■ **PAGE**:

----

I spread my stuff—clipboard with loose-leaf paper, phone, coffee mug, seven-year pen, cloth napkin—out onto the little round patio table. A pleasant breeze riffles. A bird flutes, its call like metal tubes rubbed thoughtfully together. Except for the muted bird chatter and occasional tire thrums, the neighborhood is quiet and calm.
The coffee in my mug wafts steam into the morning air. It is 69 degrees right now, at 8:00 a.m., and the heat is climbing. We’ve gained three degrees since I set out on my walk just before 7:00. In less than an hour, my phone tells me, we’ll notch up another seven degrees. And the heat will keep climbing until the mercury stops, uncertain, just below the 90 degree mark.
Maybe, it will decide to keep on climbing.
The humidity is 90 per cent. This will be another in a string of Hot Muggies…another steaming day.

----

■ **GIVEN EXERCISE 1**:
Put the records, starting with their first line and going on through the line that contains "point(295, 390)", into a Markdown table with the columns Row and Line, leaving out blank lines and the pictures.

----

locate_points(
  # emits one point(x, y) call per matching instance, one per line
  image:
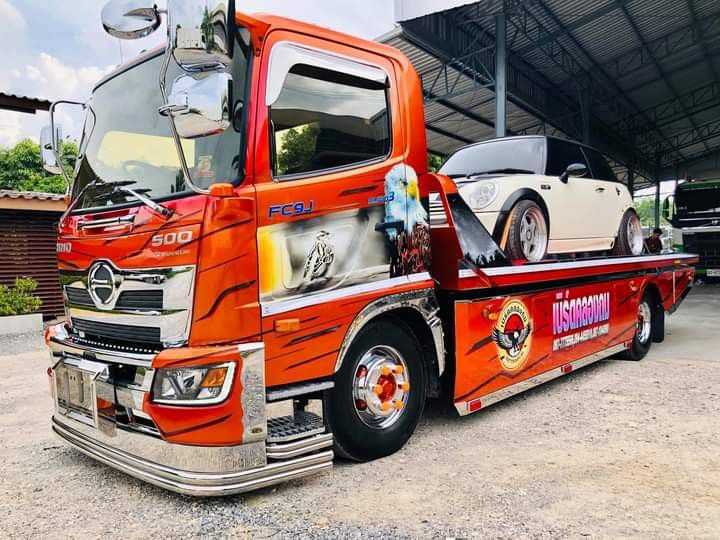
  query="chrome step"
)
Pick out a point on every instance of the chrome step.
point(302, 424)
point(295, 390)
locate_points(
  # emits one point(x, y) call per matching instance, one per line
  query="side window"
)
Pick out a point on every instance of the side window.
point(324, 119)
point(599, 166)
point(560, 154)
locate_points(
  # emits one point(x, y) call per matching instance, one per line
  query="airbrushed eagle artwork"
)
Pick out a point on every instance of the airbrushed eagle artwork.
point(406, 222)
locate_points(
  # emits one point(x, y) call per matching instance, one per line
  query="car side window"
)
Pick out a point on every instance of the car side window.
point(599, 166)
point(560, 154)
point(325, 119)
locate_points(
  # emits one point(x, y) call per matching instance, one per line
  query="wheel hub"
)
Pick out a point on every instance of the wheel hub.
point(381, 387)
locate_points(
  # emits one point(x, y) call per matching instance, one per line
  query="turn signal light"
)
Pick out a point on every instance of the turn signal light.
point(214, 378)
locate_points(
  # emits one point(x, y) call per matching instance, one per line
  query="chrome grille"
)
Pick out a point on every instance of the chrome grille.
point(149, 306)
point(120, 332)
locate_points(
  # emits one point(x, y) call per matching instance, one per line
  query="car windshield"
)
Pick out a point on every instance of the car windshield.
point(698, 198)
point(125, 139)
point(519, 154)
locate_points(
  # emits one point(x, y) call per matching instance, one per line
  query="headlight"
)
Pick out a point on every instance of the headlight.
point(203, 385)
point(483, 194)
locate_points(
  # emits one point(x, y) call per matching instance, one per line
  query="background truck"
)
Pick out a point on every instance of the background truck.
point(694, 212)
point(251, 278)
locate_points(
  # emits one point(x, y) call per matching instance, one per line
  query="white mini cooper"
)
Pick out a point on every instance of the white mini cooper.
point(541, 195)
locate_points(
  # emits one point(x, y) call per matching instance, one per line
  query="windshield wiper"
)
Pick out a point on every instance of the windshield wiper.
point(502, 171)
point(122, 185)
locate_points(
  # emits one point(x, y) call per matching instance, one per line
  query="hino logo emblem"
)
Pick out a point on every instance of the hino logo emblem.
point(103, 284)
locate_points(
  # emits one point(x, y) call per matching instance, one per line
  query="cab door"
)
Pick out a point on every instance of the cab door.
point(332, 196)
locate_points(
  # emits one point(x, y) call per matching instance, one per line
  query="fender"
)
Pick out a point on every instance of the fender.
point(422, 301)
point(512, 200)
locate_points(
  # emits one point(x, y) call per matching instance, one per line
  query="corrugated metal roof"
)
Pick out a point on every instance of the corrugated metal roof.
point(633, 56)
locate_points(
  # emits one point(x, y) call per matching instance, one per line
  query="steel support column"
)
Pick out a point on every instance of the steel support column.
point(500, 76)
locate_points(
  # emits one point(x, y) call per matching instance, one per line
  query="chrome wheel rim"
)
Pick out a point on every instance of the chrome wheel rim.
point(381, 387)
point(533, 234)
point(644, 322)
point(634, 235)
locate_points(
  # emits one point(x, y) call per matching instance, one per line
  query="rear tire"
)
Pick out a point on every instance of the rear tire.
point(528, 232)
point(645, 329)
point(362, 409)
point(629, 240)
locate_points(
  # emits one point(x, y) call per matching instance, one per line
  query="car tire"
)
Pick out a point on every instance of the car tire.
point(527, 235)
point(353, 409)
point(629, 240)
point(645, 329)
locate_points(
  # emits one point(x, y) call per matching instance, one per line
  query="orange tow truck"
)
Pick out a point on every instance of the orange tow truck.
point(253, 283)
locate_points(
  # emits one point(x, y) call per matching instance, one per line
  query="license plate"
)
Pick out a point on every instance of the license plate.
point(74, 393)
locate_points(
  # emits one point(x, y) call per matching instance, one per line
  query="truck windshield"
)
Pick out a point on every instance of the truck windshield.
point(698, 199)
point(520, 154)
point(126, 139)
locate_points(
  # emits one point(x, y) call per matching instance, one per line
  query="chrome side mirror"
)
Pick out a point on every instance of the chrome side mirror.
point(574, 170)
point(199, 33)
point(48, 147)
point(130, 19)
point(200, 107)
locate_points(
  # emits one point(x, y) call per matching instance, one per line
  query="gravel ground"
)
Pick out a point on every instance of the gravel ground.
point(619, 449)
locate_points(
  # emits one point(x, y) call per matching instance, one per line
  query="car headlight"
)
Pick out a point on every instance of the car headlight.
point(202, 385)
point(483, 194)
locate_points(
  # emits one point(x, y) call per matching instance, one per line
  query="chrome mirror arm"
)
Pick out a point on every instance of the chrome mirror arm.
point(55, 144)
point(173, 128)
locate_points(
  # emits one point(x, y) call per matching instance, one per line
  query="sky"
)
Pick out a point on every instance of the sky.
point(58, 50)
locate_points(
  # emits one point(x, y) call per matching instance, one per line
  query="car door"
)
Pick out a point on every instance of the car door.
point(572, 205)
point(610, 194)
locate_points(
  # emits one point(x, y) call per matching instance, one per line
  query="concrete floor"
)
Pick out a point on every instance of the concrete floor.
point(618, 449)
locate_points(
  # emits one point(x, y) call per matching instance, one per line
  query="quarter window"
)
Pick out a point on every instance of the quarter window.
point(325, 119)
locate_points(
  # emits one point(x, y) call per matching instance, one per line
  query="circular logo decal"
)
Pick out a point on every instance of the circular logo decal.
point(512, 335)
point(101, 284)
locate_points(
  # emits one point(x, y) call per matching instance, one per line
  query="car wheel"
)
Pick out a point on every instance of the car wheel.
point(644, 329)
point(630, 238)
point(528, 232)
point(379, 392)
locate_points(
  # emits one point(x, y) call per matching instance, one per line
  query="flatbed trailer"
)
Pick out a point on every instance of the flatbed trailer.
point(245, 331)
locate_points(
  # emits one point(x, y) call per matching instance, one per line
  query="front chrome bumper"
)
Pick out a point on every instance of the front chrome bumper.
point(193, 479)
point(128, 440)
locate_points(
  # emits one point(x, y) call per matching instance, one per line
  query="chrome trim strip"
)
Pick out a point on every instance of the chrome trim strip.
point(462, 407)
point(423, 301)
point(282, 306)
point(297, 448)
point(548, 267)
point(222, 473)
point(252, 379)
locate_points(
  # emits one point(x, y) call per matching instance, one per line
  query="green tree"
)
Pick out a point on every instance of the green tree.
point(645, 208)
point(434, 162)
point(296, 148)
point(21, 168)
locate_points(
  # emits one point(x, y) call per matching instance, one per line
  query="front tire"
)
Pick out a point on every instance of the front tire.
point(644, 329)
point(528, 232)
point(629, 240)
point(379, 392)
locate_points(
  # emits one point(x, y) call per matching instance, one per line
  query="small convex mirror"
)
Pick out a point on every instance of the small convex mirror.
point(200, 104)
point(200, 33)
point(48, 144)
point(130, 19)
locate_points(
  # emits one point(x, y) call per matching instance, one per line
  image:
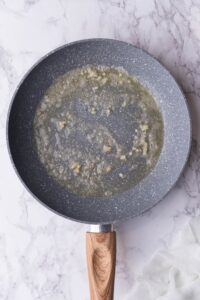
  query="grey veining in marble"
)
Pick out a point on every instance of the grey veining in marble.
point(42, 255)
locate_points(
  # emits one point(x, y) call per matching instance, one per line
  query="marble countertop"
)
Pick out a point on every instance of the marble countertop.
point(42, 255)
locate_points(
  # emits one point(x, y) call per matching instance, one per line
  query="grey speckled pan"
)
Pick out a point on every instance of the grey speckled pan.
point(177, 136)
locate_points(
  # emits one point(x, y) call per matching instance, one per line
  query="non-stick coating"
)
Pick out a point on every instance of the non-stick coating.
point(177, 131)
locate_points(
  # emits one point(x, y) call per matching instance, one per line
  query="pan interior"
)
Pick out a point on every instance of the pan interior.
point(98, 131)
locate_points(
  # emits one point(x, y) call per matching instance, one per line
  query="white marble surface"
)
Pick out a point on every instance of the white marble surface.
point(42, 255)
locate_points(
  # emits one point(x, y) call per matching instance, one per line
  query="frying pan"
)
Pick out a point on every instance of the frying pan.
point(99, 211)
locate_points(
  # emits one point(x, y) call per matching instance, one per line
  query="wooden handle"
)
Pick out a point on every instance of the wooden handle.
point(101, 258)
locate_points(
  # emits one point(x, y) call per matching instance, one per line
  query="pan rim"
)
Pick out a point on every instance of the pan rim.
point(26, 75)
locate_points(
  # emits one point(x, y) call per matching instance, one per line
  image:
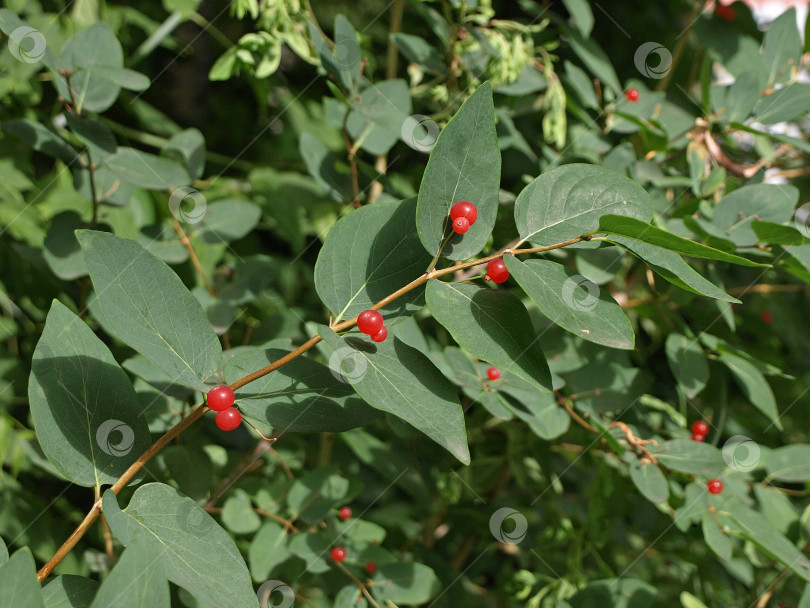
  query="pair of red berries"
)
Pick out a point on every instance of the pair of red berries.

----

■ **GIVEN EXERCISE 2**:
Please answer these questions on the text about the hot morning:
(a) What temperature is it at 8:00 a.m.?
(b) What is the humidity?
(c) What items are spread out on the patio table?

■ **EXERCISE RESULT 1**:
| Row | Line |
|---|---|
| 1 | locate_points( |
| 2 |   # emits one point(x, y) call per matching instance, one per line |
| 3 |   image: |
| 4 |   query="chrome step" |
| 5 | ) |
| 6 | Pick out a point on every instance of the chrome step. |
| 7 | point(302, 424) |
| 8 | point(295, 390) |

■ **EXERCISE RESULT 2**:
(a) 69 degrees.
(b) 90 per cent.
(c) A clipboard with loose-leaf paper, a phone, a coffee mug, a seven-year pen, and a cloth napkin.